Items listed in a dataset

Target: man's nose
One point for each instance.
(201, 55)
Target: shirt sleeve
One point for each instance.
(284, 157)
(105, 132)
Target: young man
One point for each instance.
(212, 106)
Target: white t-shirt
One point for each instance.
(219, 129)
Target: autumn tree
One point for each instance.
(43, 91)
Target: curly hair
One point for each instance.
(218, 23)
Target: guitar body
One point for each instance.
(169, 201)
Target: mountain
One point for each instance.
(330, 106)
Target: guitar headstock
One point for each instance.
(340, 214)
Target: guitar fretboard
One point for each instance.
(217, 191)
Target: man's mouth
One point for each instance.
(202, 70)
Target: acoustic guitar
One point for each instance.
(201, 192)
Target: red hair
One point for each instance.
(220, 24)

_PROBLEM DESCRIPTION_. What you return must match the records above exactly, line for line.

_OUTPUT OF THE TASK_.
Target: man's nose
One point for each instance.
(201, 55)
Target: shirt sleeve
One point for each instance.
(284, 157)
(105, 132)
Target: young man
One point for each instance.
(212, 106)
Target: white t-shirt
One point for each instance.
(219, 129)
Target: autumn tree
One point for each instance.
(43, 91)
Target: curly hair
One point for each instance.
(218, 23)
Target: guitar body
One point for each instance.
(169, 201)
Target: mountain
One point for each instance.
(330, 106)
Target: guitar headstock
One point for each instance.
(340, 214)
Target: guitar fretboard
One point for each instance.
(217, 191)
Target: man's mouth
One point for each instance.
(202, 70)
Target: acoustic guitar
One point for each instance.
(201, 192)
Target: red hair
One point for each instance.
(220, 24)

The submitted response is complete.